■ WHAT IS EXPECTED
Each line of the data below from the one holding "Roadside-survey request: point out the rear bumper" to the one holding "Roadside-survey request: point out the roof", inclusive, is to be reproduced exactly; no other line belongs in the answer.
━━━ MATERIAL FOR THE TASK
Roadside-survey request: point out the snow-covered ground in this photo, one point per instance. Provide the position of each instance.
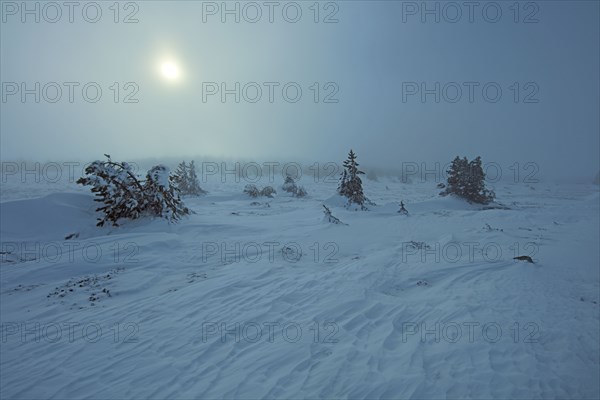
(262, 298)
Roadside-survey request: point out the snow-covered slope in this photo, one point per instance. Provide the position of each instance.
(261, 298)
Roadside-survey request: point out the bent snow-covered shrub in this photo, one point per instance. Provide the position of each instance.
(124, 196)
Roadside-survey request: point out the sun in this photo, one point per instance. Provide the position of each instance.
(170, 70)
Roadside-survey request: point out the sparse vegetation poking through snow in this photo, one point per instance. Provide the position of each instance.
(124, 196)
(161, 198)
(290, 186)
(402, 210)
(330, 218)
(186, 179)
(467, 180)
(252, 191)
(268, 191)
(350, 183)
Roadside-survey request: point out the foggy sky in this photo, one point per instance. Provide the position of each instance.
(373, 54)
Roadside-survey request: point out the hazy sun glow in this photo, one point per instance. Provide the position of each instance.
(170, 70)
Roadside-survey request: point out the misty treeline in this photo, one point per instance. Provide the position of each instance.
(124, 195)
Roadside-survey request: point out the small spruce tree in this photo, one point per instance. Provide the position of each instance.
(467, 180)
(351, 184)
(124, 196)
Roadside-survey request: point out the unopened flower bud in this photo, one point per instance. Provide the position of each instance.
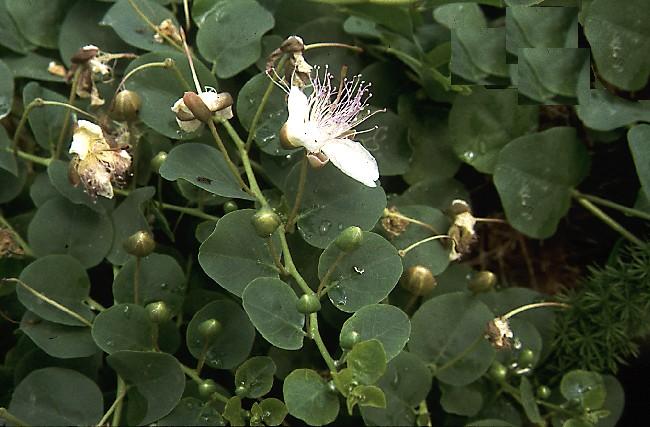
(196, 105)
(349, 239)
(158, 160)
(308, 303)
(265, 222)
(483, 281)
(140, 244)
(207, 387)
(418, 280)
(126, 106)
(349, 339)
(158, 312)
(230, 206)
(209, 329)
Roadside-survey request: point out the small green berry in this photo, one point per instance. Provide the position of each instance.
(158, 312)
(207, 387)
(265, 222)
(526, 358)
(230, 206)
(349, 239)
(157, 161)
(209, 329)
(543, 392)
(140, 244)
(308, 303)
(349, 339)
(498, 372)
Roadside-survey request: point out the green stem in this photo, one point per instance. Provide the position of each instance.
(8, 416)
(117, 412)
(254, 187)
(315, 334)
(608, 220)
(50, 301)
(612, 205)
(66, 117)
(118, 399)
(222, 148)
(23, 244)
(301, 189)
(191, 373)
━━━━━━
━━━ MATERIAL FOR THE TASK
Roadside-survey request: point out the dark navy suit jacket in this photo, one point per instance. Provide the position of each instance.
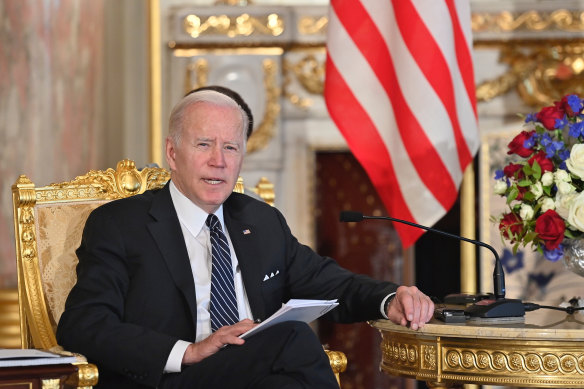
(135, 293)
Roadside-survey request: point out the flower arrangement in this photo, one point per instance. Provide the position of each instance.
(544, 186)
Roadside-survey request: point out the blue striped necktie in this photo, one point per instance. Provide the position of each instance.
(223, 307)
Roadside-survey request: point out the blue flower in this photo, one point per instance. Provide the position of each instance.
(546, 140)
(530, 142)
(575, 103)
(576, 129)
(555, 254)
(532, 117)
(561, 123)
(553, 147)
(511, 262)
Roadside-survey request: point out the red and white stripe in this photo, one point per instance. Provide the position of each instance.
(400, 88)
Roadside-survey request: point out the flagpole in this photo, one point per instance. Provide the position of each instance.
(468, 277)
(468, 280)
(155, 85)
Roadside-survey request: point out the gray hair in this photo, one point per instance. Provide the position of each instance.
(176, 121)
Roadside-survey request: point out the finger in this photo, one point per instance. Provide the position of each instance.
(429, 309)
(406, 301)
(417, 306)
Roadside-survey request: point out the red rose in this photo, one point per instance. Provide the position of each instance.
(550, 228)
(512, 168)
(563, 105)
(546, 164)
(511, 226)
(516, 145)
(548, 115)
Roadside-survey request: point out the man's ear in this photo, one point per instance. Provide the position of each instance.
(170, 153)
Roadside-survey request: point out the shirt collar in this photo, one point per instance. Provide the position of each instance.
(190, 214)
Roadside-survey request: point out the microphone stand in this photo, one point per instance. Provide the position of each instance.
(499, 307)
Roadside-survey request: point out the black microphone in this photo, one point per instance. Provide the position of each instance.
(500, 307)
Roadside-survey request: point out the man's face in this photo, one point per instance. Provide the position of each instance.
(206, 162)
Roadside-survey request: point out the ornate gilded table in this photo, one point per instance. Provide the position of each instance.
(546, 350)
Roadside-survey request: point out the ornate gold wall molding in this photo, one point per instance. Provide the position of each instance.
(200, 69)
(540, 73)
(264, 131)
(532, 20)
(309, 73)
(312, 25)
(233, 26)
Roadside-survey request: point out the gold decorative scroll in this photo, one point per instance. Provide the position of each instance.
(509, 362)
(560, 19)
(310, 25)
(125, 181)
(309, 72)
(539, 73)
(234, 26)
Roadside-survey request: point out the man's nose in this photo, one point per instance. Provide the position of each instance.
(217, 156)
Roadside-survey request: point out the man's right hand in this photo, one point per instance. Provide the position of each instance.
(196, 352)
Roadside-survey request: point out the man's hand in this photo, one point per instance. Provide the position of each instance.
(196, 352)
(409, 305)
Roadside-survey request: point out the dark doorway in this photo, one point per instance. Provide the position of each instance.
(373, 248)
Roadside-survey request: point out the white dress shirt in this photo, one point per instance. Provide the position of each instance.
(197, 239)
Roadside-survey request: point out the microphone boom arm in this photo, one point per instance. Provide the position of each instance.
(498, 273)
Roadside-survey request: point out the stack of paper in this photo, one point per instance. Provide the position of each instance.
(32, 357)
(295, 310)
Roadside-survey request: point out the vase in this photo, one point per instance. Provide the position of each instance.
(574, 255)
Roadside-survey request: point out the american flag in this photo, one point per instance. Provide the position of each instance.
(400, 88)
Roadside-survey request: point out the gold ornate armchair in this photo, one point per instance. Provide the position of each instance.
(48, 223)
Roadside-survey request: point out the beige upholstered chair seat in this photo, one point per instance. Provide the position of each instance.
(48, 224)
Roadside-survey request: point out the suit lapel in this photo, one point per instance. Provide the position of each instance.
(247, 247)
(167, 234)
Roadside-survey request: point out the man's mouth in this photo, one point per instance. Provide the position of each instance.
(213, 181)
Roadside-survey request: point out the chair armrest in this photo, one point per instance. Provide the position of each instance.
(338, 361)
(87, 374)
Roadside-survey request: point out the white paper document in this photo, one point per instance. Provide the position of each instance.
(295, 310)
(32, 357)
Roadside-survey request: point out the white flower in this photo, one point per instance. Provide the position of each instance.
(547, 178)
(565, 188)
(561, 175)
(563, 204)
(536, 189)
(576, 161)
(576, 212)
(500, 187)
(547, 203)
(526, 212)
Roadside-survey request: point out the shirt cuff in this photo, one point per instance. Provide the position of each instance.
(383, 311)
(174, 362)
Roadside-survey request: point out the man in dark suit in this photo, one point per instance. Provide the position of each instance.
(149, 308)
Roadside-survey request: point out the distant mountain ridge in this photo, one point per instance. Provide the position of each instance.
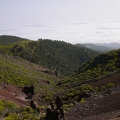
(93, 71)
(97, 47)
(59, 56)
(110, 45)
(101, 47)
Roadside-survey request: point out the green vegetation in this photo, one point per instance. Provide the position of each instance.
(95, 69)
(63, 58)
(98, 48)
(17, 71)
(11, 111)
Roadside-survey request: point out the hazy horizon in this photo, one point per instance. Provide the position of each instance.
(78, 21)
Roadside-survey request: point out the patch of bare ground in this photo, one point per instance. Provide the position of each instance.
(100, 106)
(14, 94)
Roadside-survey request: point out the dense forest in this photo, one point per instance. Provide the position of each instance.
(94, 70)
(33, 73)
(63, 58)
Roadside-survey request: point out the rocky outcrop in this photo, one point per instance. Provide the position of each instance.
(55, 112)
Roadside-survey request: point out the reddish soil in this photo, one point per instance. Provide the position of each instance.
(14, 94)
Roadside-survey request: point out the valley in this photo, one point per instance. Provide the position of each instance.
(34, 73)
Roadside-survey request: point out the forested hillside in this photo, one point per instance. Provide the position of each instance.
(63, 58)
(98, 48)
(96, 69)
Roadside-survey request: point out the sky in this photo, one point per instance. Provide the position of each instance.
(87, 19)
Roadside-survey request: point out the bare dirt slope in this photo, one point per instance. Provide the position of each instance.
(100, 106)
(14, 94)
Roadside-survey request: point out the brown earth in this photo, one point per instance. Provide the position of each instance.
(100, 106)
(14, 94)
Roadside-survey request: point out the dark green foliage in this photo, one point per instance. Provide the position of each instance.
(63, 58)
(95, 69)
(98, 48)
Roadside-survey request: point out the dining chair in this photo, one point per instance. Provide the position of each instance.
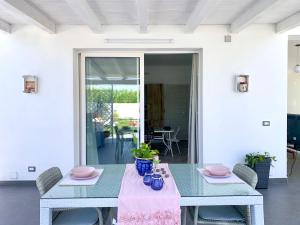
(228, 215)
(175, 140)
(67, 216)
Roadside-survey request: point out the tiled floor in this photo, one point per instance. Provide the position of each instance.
━━━━━━
━━━ MATERIAL FOR THE TASK
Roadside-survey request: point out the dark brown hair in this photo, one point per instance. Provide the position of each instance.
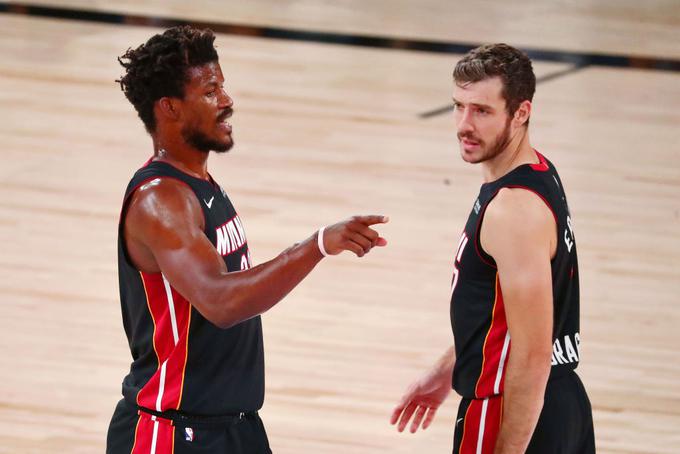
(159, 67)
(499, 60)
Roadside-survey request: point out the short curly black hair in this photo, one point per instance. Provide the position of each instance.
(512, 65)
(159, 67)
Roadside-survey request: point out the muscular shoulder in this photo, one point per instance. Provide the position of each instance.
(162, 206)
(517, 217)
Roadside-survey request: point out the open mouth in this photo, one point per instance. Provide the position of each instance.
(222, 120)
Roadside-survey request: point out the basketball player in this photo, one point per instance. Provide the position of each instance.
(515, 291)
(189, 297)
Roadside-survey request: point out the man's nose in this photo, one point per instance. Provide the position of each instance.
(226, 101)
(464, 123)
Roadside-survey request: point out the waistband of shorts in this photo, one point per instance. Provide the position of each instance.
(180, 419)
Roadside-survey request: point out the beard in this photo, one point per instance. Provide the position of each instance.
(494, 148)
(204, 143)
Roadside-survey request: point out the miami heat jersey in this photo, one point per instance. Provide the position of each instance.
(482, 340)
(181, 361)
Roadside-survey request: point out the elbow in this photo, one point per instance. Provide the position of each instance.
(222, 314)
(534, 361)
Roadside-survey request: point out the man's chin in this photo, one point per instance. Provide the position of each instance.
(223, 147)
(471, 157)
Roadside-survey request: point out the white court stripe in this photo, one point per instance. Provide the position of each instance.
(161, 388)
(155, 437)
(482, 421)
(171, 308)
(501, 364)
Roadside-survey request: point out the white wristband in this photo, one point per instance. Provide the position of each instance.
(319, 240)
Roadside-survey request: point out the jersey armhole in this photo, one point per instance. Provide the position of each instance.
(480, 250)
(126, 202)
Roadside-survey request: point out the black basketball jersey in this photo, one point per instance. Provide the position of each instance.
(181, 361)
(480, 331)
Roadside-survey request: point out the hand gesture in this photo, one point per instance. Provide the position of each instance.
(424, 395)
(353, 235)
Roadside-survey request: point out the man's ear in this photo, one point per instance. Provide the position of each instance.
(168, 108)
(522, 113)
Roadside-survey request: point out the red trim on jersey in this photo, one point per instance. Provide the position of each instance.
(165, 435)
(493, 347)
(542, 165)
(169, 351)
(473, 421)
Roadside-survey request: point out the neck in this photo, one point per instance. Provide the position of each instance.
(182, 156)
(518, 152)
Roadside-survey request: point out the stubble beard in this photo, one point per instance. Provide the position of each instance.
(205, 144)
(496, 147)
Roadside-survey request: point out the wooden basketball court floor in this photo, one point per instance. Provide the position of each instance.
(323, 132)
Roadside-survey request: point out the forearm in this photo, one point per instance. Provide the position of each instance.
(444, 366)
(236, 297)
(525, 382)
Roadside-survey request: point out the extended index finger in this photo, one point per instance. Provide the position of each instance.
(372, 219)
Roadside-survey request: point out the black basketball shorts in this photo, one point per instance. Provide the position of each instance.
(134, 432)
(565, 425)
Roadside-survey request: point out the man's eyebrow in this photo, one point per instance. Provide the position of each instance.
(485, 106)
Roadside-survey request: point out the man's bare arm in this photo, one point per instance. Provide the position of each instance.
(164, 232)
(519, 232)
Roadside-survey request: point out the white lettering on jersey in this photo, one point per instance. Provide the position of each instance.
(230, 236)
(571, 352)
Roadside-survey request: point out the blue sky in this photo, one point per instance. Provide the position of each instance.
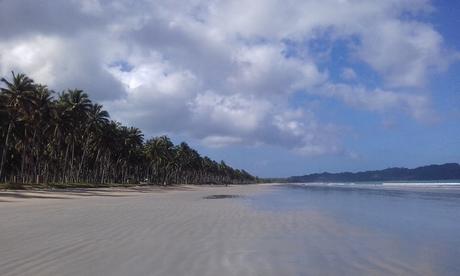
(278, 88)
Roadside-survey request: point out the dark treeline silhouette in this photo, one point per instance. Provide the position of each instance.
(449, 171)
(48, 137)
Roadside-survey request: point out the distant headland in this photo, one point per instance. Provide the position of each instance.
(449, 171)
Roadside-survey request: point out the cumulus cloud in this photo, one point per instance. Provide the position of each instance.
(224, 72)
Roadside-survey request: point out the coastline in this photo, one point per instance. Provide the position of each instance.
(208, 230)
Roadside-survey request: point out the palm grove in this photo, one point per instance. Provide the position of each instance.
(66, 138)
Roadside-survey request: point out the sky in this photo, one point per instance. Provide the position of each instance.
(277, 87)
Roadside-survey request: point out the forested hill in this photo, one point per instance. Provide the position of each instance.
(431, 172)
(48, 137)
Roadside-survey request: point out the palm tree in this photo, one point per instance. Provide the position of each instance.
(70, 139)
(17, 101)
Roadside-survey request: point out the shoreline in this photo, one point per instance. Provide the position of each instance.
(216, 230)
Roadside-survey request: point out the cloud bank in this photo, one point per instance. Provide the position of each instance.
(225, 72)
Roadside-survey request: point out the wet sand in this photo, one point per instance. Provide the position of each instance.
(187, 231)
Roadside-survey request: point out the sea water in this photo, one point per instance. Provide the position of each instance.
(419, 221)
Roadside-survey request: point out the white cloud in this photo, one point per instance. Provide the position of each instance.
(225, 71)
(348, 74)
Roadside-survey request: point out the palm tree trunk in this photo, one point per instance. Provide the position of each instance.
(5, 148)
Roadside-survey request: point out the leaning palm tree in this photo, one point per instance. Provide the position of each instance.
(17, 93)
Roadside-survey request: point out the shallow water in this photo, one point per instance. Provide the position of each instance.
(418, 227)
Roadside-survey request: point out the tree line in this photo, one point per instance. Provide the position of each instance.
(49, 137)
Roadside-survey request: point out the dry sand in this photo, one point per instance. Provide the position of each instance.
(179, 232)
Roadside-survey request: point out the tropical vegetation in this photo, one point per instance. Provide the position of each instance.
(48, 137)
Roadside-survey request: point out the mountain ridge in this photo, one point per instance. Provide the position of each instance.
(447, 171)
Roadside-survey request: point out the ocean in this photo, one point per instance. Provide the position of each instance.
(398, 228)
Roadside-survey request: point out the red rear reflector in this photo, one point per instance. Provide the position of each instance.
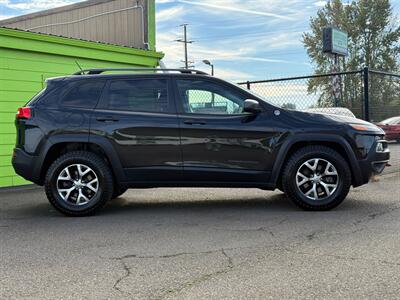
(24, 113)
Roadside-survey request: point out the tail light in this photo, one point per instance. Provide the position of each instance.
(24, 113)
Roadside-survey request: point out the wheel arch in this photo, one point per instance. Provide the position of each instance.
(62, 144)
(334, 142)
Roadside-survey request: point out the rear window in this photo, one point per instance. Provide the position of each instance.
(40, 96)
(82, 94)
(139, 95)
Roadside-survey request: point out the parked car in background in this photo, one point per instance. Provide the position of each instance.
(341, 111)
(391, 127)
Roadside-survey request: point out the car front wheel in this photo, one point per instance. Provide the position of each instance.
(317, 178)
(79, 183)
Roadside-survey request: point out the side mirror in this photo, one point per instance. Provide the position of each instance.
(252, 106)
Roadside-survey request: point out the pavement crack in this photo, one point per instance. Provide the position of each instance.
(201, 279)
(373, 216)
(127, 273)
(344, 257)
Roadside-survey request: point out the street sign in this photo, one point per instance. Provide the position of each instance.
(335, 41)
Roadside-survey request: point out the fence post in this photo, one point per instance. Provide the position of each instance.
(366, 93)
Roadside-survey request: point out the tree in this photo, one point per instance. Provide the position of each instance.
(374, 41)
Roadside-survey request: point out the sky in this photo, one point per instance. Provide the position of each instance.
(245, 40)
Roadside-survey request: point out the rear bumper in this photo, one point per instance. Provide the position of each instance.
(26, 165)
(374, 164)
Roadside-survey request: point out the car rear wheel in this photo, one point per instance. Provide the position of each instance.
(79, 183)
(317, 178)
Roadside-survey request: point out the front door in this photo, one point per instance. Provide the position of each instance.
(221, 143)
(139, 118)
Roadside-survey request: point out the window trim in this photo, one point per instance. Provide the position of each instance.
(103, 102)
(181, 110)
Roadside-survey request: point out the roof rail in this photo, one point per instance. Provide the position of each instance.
━━━━━━
■ WRITTEN REPLY
Roadside-survey request: point out the rear bumper in this photo, one point per instance. Provide the position of each instance.
(26, 165)
(374, 164)
Roadside-survey request: point out the car rear wheel in this photo, one point per instance. Provide the position of each instance.
(79, 183)
(317, 178)
Roadside-survey request: point out the front door in this photo, one point per instance. Provide the position of each instance.
(221, 143)
(139, 118)
Roadside-survey request: point out the window trim in this photo, one point per instance. Provide the position of each instance.
(103, 102)
(181, 110)
Roadside-survey request: point out the roof rail in this photo, one point per instance. Provide the position of each instance.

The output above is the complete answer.